MATERIAL FOR THIS EXERCISE:
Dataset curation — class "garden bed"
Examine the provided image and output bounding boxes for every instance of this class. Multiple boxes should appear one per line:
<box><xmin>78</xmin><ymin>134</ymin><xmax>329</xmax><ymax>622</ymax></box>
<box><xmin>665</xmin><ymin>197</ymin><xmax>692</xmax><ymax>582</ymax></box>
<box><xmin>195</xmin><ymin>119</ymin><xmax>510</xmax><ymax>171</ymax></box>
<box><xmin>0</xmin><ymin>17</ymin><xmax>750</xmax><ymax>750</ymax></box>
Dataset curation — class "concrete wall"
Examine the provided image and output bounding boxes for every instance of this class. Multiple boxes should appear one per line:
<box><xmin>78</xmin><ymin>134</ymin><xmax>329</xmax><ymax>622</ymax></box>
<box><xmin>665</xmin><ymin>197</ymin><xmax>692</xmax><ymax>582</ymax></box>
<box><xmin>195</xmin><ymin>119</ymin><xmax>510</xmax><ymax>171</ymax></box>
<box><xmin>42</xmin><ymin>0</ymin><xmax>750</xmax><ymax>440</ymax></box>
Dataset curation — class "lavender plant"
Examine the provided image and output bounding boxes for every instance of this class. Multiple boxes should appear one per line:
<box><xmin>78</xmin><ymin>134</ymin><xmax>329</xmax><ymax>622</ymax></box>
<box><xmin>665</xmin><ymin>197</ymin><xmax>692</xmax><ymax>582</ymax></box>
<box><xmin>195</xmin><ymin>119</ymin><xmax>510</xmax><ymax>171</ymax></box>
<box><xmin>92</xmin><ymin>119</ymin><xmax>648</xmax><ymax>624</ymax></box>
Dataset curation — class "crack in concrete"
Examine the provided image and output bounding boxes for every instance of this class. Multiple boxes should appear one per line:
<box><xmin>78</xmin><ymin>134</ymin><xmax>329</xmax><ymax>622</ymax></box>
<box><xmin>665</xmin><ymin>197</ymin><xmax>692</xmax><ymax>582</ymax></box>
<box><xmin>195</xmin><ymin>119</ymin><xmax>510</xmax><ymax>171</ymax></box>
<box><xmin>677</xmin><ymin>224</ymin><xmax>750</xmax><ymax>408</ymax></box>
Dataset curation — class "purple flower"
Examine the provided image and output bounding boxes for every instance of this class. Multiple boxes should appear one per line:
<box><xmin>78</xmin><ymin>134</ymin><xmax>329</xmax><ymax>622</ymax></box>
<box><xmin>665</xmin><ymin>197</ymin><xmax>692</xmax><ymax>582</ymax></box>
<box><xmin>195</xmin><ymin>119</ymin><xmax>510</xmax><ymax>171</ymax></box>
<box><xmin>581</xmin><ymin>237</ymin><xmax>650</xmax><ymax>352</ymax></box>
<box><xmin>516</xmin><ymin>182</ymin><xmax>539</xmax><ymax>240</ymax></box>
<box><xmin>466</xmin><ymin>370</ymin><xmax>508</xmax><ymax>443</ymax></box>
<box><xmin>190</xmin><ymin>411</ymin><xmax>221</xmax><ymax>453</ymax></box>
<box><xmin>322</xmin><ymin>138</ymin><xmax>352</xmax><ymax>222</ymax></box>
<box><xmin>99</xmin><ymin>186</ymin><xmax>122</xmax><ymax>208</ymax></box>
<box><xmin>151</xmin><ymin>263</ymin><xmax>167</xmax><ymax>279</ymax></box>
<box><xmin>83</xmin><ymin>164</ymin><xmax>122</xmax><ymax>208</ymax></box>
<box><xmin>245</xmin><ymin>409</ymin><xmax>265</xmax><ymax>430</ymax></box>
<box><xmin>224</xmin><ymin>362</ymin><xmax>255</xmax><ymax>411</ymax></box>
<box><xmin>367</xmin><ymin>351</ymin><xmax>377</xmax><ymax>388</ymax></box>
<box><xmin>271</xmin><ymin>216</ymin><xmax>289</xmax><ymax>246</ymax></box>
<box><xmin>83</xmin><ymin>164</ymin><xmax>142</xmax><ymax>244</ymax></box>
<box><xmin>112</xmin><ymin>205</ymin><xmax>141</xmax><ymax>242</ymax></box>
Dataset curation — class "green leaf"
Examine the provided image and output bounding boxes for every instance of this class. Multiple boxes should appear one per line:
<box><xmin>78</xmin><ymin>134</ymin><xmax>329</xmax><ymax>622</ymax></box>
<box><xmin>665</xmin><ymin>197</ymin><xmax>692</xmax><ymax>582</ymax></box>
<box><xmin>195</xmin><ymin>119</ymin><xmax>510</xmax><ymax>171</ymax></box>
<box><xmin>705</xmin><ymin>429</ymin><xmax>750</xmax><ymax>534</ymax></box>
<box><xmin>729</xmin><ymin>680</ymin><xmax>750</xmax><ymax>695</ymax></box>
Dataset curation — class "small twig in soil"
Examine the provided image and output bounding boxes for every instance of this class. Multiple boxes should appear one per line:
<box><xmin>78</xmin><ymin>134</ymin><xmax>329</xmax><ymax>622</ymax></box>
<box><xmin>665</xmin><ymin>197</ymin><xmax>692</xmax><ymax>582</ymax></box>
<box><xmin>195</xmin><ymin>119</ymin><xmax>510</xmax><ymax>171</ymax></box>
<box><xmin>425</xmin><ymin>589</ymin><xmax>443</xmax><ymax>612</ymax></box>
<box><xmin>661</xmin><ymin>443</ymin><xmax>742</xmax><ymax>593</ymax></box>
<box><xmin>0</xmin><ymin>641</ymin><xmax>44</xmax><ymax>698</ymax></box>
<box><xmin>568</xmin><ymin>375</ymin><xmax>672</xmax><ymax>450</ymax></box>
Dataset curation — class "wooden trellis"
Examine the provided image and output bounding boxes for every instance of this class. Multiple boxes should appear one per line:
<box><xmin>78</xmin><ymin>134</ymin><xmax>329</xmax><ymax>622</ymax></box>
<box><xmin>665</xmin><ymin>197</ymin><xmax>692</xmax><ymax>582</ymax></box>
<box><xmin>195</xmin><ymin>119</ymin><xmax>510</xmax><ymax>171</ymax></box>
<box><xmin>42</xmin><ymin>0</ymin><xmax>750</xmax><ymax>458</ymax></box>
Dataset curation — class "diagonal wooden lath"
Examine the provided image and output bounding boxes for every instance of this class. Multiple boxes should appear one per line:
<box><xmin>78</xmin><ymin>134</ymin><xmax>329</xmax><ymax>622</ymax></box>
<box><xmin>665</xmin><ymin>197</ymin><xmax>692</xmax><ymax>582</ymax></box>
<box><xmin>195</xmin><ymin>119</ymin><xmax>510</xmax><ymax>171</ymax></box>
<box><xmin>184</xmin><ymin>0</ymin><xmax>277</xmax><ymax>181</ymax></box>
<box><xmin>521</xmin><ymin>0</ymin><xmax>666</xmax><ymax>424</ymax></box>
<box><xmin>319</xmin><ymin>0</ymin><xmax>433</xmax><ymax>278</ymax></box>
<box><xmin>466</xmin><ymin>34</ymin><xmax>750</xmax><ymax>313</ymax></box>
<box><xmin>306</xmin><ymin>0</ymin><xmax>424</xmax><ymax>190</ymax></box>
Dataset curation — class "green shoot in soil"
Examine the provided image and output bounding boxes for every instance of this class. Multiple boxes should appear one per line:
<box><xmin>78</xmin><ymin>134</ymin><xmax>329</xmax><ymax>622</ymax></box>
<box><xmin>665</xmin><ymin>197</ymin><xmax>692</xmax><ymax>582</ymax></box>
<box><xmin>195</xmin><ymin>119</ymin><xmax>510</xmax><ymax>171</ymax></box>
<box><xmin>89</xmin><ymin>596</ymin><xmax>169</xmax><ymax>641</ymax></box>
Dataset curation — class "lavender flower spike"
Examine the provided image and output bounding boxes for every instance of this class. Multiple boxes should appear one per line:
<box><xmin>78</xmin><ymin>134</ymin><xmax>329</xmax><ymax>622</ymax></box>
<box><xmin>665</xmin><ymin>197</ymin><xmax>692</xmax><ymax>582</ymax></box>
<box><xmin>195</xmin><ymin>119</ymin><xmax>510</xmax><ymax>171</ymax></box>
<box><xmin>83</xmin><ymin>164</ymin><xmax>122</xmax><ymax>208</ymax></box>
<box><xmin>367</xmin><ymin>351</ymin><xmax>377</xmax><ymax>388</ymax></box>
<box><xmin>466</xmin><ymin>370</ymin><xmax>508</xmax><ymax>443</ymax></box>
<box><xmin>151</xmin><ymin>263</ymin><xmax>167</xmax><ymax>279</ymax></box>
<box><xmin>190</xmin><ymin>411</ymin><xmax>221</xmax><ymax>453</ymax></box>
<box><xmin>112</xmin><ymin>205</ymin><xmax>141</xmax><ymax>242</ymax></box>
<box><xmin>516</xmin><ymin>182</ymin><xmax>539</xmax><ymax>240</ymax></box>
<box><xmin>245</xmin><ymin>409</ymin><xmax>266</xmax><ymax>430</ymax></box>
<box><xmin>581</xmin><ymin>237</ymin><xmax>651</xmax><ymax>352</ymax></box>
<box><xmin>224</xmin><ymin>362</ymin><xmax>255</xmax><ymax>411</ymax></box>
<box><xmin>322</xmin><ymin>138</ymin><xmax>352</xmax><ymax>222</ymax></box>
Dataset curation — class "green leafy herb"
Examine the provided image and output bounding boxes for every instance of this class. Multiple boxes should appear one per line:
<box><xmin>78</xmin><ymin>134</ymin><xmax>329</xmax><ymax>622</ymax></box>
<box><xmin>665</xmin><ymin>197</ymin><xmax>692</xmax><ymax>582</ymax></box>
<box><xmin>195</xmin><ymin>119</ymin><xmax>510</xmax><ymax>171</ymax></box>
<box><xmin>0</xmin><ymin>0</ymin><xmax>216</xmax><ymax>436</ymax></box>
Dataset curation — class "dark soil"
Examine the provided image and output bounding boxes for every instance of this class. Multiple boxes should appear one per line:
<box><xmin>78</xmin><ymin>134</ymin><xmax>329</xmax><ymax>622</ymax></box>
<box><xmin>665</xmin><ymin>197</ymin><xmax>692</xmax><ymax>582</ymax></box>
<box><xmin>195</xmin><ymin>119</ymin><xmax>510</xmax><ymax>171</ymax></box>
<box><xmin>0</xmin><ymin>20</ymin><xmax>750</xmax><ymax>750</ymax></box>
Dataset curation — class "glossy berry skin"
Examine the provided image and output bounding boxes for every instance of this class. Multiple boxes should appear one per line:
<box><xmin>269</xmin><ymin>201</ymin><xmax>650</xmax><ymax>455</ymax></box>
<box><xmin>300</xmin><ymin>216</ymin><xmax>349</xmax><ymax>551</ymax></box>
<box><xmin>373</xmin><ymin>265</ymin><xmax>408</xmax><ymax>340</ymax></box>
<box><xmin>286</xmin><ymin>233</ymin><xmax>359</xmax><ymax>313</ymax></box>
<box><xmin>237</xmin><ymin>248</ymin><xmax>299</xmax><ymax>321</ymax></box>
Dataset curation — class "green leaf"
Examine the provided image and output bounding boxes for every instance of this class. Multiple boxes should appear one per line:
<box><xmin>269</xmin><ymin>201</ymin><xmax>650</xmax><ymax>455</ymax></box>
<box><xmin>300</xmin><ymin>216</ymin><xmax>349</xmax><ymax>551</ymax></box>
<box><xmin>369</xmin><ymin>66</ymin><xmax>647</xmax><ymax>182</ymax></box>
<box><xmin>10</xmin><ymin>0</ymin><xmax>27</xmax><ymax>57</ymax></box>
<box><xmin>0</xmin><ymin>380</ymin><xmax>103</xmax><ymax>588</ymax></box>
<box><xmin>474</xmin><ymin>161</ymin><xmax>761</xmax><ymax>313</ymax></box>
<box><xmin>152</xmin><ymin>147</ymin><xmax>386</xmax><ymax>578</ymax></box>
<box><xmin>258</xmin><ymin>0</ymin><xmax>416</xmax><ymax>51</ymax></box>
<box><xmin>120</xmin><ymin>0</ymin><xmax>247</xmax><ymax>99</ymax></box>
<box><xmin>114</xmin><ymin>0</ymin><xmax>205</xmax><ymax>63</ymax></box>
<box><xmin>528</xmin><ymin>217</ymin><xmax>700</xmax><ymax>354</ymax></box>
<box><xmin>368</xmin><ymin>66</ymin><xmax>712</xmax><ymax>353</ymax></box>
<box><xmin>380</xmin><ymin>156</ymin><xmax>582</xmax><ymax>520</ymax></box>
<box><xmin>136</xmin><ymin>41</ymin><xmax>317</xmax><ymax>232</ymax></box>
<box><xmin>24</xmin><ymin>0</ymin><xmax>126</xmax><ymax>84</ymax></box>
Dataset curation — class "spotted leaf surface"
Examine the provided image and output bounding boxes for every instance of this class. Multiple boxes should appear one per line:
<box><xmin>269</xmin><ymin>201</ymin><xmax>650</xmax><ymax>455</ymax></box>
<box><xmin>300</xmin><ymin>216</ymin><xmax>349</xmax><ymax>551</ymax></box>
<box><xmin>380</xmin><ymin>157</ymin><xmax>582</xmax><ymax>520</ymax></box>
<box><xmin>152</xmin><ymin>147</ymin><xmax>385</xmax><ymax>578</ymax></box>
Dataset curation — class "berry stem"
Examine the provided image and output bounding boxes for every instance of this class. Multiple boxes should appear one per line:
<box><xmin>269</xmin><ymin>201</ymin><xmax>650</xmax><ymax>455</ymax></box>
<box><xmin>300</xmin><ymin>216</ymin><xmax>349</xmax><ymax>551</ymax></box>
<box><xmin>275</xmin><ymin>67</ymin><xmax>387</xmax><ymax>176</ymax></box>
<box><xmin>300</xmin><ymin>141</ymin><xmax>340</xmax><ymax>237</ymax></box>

DESCRIPTION OF THE TASK: Collect every line of the records that contains the string "green" and copy each one. Case counts.

CORRECT OUTPUT:
Dataset curation — class "green leaf"
Dataset curation — class "green shoot in soil"
Dataset curation — class "green leafy herb"
Dataset curation — class "green leaf"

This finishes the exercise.